## Exercise objective
Turn the rows below into a Markdown table with the columns Number and Record line, one line of text per table row and blank lines left out.

==== Supplied data

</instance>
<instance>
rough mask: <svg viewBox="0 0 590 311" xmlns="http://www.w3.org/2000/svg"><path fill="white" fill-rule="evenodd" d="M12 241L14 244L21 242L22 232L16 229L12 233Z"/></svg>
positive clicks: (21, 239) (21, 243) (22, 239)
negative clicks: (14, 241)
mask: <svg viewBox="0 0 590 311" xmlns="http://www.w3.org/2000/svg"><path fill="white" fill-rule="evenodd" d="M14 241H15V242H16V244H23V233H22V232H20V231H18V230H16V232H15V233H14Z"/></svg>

========

## Your solution
| Number | Record line |
|---|---|
| 1 | </instance> |
| 2 | <instance> |
| 3 | rough mask: <svg viewBox="0 0 590 311" xmlns="http://www.w3.org/2000/svg"><path fill="white" fill-rule="evenodd" d="M12 241L14 244L21 242L22 232L16 229L12 233Z"/></svg> |
| 4 | positive clicks: (21, 239) (21, 243) (22, 239) |
| 5 | negative clicks: (14, 241) |
| 6 | mask: <svg viewBox="0 0 590 311" xmlns="http://www.w3.org/2000/svg"><path fill="white" fill-rule="evenodd" d="M14 241H15V242H16V244H23V233H22V232H20V231H18V230H16V232H15V233H14Z"/></svg> |